## Description of the task
Please copy, word for word, the lines of the material below from the line containing "Mark one point on every instance of the capybara's brown" through the end of the material, leaving out any pictures.

## Supplied information

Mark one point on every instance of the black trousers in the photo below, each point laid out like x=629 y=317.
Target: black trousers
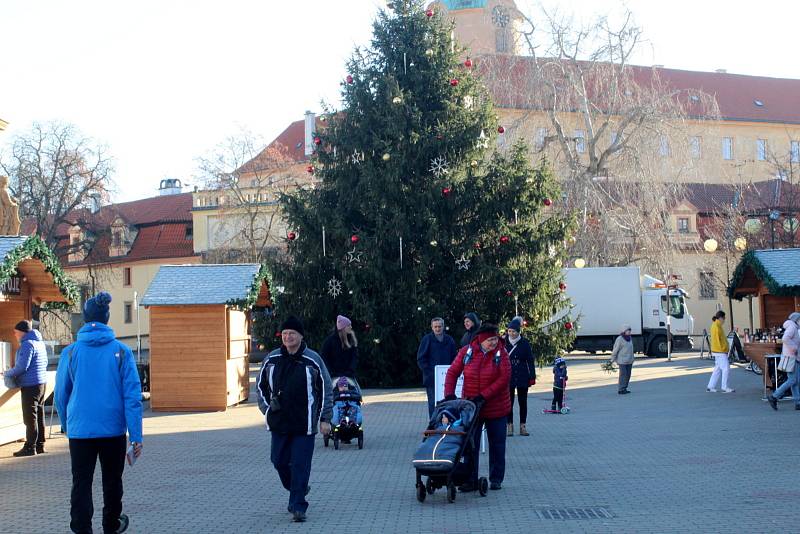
x=522 y=394
x=33 y=414
x=84 y=454
x=558 y=398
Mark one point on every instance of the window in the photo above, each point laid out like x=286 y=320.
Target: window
x=761 y=149
x=580 y=141
x=727 y=148
x=708 y=291
x=694 y=147
x=663 y=146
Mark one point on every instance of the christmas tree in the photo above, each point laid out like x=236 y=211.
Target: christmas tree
x=420 y=211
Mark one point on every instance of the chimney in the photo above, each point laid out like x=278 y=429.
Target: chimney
x=311 y=127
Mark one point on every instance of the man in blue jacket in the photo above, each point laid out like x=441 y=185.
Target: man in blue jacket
x=30 y=373
x=99 y=398
x=436 y=348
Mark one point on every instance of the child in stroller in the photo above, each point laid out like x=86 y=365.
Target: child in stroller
x=439 y=457
x=347 y=419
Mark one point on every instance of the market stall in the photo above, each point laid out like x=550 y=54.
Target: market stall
x=199 y=334
x=30 y=275
x=774 y=277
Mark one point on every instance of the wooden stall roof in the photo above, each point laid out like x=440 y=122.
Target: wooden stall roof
x=778 y=270
x=30 y=257
x=240 y=285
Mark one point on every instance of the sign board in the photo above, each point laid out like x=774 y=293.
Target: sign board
x=439 y=374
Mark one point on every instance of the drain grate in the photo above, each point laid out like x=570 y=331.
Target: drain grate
x=561 y=514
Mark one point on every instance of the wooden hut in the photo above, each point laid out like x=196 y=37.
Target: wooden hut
x=774 y=277
x=30 y=275
x=199 y=334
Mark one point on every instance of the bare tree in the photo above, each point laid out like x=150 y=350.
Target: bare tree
x=245 y=180
x=54 y=171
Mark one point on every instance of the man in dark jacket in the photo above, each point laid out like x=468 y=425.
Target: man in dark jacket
x=30 y=374
x=294 y=394
x=436 y=348
x=471 y=324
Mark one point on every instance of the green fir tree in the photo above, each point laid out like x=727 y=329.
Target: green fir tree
x=419 y=213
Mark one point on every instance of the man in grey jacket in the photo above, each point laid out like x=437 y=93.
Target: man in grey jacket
x=295 y=396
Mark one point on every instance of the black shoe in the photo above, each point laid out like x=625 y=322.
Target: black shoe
x=124 y=521
x=25 y=451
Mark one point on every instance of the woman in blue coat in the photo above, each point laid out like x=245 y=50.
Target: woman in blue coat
x=523 y=373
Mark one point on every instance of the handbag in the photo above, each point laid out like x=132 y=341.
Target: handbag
x=787 y=363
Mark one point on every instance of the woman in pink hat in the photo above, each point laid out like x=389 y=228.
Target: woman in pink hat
x=340 y=349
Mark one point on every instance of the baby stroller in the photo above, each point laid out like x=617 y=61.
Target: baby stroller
x=347 y=423
x=440 y=456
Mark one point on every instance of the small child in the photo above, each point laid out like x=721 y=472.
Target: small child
x=559 y=383
x=344 y=407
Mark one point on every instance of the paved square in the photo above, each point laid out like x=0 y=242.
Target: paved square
x=667 y=458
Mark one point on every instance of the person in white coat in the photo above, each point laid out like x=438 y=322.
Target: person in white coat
x=791 y=342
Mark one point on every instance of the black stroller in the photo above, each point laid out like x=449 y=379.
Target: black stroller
x=440 y=456
x=348 y=403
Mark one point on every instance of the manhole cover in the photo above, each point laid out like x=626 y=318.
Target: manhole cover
x=597 y=512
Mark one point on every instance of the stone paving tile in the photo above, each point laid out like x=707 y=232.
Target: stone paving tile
x=667 y=458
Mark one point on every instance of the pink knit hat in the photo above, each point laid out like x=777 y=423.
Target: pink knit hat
x=342 y=322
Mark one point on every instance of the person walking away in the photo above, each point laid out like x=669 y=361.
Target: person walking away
x=523 y=373
x=790 y=345
x=471 y=325
x=30 y=374
x=622 y=354
x=436 y=348
x=295 y=396
x=559 y=383
x=719 y=348
x=99 y=398
x=340 y=349
x=487 y=373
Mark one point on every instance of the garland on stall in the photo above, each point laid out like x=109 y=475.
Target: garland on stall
x=34 y=247
x=750 y=260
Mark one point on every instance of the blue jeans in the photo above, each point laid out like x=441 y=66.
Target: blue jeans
x=291 y=455
x=496 y=437
x=792 y=381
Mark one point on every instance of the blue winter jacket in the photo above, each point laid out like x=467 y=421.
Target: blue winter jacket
x=30 y=368
x=98 y=393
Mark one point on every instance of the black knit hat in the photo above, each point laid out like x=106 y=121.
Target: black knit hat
x=293 y=323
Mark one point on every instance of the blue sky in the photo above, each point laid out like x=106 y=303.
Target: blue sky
x=161 y=82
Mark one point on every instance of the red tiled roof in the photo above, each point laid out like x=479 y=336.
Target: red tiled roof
x=509 y=80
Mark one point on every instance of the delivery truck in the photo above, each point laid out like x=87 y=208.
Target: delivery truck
x=606 y=298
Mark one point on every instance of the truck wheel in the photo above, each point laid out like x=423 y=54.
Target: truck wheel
x=658 y=347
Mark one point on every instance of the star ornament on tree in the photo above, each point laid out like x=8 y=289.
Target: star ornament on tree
x=439 y=166
x=334 y=287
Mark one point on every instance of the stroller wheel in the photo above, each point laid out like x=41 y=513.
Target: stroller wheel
x=421 y=493
x=451 y=492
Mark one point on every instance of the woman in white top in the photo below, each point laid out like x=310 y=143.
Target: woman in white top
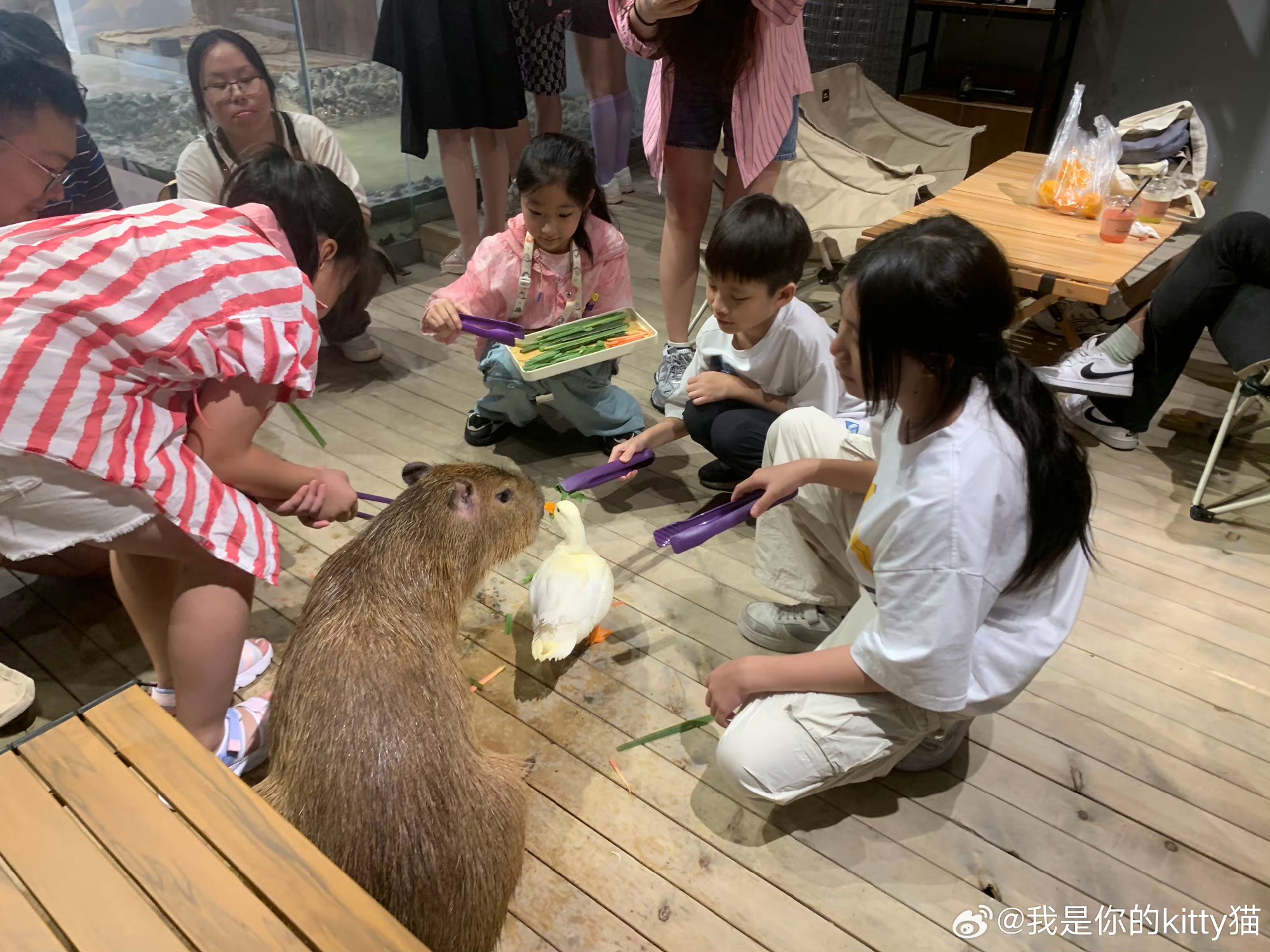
x=234 y=97
x=970 y=534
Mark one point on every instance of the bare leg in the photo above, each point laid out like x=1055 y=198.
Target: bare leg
x=209 y=607
x=492 y=157
x=551 y=114
x=460 y=176
x=515 y=143
x=148 y=587
x=764 y=185
x=688 y=183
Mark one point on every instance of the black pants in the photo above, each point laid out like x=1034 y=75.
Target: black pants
x=1224 y=285
x=732 y=430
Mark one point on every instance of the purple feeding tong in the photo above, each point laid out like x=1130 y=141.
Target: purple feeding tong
x=600 y=475
x=369 y=498
x=690 y=534
x=500 y=332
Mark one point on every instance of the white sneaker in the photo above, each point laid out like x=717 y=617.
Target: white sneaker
x=1081 y=412
x=1089 y=370
x=937 y=750
x=360 y=350
x=789 y=629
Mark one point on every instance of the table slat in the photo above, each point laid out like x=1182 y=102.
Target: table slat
x=92 y=902
x=318 y=898
x=211 y=907
x=23 y=929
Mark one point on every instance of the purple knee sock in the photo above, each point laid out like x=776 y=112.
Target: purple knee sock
x=625 y=126
x=604 y=122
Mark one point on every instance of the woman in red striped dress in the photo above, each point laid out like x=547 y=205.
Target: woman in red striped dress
x=140 y=352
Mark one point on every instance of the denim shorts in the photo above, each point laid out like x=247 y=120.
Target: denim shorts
x=699 y=112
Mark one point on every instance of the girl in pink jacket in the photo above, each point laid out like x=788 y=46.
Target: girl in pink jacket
x=559 y=261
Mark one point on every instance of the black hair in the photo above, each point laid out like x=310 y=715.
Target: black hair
x=29 y=82
x=199 y=51
x=940 y=290
x=44 y=41
x=554 y=158
x=307 y=199
x=760 y=239
x=714 y=45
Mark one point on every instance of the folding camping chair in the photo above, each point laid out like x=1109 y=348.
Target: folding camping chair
x=1252 y=392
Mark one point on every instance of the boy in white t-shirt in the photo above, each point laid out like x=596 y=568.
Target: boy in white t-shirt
x=764 y=352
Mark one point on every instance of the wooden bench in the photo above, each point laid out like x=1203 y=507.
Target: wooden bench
x=93 y=861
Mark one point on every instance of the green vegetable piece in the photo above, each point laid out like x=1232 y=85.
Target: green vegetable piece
x=308 y=425
x=683 y=728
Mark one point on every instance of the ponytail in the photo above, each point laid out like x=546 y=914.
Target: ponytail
x=308 y=200
x=940 y=291
x=554 y=158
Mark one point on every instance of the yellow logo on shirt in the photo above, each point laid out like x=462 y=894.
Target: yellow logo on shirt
x=859 y=549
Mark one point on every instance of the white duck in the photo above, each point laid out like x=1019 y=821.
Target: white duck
x=572 y=591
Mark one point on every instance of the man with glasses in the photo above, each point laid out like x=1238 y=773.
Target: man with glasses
x=40 y=107
x=88 y=186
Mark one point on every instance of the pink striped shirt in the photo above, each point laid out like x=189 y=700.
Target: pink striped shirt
x=763 y=103
x=112 y=322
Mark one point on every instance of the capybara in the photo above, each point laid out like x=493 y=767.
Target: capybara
x=373 y=752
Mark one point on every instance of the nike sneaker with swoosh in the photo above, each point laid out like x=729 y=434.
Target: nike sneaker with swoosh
x=1089 y=371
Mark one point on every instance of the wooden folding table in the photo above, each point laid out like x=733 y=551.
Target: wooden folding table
x=1052 y=257
x=93 y=860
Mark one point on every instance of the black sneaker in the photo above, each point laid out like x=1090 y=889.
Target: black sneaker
x=719 y=477
x=485 y=432
x=610 y=442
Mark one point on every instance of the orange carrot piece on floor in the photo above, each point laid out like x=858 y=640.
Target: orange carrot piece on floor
x=619 y=772
x=488 y=678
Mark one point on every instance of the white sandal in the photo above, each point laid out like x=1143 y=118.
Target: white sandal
x=233 y=751
x=253 y=663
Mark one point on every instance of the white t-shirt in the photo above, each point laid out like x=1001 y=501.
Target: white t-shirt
x=940 y=535
x=199 y=177
x=792 y=361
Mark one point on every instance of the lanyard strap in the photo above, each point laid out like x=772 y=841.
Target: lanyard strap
x=523 y=290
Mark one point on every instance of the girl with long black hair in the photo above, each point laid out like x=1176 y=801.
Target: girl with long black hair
x=559 y=261
x=968 y=531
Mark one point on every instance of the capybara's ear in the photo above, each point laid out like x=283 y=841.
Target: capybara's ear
x=413 y=473
x=463 y=498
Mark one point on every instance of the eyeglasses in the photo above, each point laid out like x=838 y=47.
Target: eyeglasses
x=222 y=92
x=54 y=177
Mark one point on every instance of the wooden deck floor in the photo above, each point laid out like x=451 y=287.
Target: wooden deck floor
x=1133 y=772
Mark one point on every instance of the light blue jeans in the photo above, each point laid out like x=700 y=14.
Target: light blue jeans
x=586 y=398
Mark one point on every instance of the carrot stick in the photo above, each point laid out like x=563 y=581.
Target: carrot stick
x=487 y=680
x=619 y=772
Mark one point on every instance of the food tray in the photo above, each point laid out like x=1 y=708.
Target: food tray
x=521 y=355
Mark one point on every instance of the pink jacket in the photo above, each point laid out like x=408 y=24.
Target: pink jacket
x=763 y=103
x=488 y=288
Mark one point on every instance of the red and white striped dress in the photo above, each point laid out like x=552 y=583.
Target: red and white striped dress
x=111 y=323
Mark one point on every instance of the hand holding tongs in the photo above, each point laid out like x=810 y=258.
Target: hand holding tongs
x=500 y=332
x=600 y=475
x=690 y=534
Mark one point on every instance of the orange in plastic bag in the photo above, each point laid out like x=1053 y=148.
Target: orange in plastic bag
x=1079 y=169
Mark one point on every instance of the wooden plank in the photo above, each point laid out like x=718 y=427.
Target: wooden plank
x=190 y=884
x=25 y=930
x=321 y=902
x=91 y=899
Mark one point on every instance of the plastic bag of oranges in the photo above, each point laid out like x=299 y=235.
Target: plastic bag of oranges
x=1079 y=169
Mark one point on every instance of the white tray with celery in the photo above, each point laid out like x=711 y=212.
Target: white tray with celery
x=567 y=347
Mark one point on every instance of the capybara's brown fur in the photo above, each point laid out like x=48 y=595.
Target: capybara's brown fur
x=374 y=758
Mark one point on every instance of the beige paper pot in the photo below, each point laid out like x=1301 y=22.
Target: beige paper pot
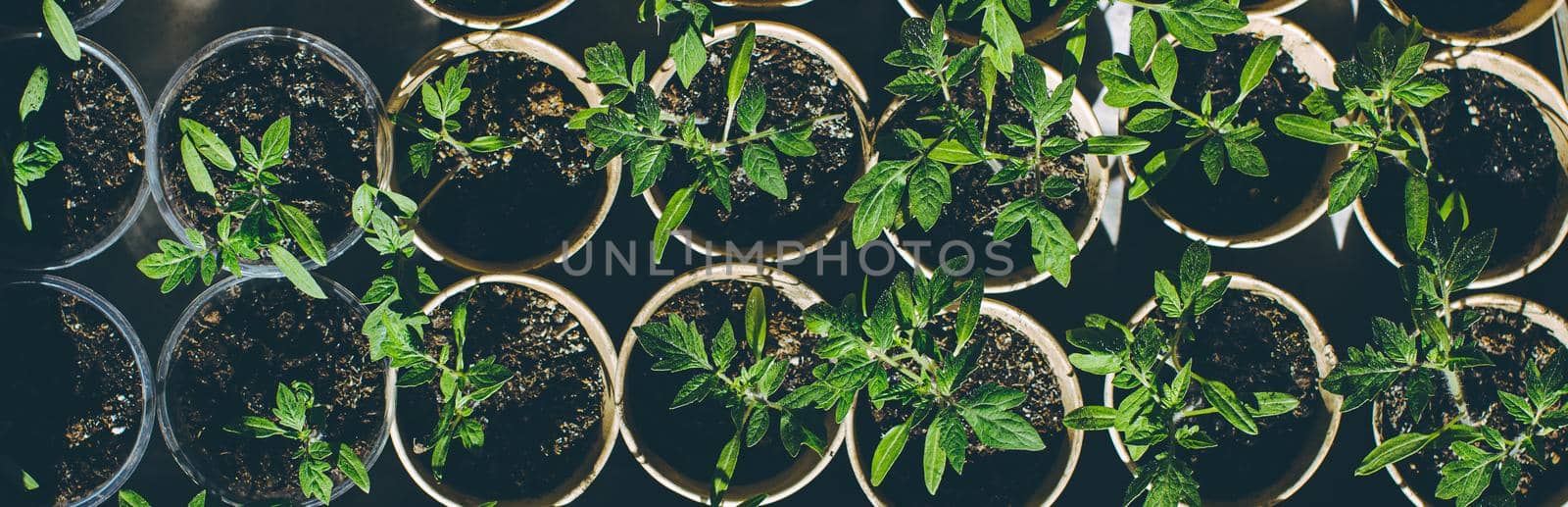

## Task output
Mark one point on every instance of the capybara's brown fur in the photo above, each point laid out like x=48 y=595.
Target: capybara's brown fur
x=374 y=758
Mark one point on every instance of the beige paper pot in the photo below, each point laid out like x=1301 y=22.
Target: beige paper pot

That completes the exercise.